COMPITO DA SVOLGERE: Elenchi tutte le righe del materiale che contengono la parola "blade". Si tenga conto della distinzione tra maiuscole e minuscole.

*****

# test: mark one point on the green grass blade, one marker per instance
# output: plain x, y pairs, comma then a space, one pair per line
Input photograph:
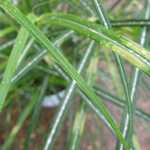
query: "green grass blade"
134, 53
35, 115
12, 65
63, 62
80, 117
66, 103
120, 65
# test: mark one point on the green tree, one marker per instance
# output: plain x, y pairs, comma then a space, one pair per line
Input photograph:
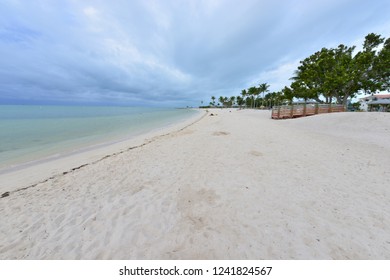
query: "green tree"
263, 88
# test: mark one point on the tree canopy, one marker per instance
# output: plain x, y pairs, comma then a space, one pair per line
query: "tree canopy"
327, 76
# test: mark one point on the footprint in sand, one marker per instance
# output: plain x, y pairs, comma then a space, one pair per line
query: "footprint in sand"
219, 133
256, 153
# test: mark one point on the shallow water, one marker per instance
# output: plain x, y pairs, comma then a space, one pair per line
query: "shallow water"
29, 133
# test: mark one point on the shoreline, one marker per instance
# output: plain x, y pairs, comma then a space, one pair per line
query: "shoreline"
81, 157
235, 185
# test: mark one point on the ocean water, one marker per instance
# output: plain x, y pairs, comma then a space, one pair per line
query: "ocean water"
30, 133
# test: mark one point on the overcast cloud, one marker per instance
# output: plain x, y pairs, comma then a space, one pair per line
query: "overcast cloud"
167, 53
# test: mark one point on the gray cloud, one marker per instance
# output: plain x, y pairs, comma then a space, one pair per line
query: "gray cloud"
167, 52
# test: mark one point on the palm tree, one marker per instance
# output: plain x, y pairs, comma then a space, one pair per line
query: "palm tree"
252, 91
240, 101
244, 93
221, 100
232, 100
213, 100
263, 88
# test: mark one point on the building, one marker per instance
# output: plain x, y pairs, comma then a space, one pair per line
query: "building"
375, 102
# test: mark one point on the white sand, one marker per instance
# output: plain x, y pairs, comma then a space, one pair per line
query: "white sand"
233, 186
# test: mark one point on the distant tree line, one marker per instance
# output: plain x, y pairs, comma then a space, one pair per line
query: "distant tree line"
328, 76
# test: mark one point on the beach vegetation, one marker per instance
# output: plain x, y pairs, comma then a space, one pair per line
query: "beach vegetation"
330, 75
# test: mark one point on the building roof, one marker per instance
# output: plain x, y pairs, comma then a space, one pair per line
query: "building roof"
377, 96
379, 102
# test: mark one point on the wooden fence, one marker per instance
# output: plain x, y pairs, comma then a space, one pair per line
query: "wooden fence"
295, 111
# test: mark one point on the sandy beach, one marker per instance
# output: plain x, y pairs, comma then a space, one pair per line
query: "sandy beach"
236, 185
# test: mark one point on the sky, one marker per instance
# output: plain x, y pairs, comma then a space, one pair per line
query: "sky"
167, 52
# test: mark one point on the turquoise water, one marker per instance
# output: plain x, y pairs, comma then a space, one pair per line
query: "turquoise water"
29, 133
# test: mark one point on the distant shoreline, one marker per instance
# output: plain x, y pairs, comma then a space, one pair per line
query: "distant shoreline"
232, 185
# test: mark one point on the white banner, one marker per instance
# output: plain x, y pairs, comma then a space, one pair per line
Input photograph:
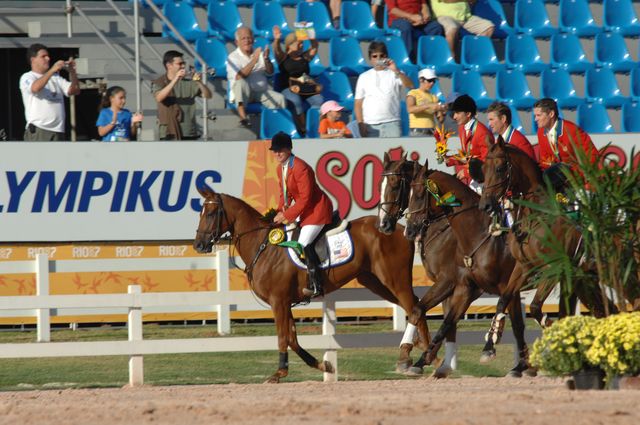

*****

RISPOSTA FINALE:
# test: mark one point on the green grass blade, one marker per instance
query: "green grass blade"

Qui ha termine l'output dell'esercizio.